**Assignment:** Every line below that includes the word "bush" needs to be copied.

◇ ◇ ◇ ◇ ◇ ◇ ◇

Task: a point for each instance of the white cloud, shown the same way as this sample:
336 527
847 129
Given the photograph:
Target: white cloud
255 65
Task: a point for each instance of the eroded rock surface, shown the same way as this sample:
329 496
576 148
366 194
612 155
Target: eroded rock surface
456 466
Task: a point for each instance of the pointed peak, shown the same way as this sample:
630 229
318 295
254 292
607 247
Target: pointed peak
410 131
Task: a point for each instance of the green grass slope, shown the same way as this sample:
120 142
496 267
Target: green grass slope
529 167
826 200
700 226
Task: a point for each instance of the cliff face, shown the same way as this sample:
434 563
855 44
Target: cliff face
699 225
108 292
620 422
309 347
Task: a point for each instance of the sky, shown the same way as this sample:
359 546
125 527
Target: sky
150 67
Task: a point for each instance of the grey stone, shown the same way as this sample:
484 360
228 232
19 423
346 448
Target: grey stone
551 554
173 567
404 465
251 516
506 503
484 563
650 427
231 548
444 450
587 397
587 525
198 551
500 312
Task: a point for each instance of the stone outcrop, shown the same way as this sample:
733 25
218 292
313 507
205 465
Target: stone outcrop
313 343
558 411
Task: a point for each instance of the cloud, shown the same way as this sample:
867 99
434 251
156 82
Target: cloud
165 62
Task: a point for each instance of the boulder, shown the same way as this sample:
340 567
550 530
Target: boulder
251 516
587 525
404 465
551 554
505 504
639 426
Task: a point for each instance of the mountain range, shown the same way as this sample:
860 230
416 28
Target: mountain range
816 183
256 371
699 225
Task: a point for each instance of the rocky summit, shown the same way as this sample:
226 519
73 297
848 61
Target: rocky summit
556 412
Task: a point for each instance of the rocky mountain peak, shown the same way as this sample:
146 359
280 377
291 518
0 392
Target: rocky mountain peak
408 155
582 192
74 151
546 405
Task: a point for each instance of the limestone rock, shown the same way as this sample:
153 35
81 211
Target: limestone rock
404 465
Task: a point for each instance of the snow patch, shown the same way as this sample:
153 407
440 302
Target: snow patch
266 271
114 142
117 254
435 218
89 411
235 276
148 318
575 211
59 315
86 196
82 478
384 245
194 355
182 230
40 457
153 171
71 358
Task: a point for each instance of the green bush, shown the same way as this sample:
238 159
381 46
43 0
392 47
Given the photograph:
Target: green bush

◇ ◇ ◇ ◇ ◇ ◇ ◇

**Response to this task:**
Task: a point for each instance of the green bush, shown the same way as this sample:
Target: green bush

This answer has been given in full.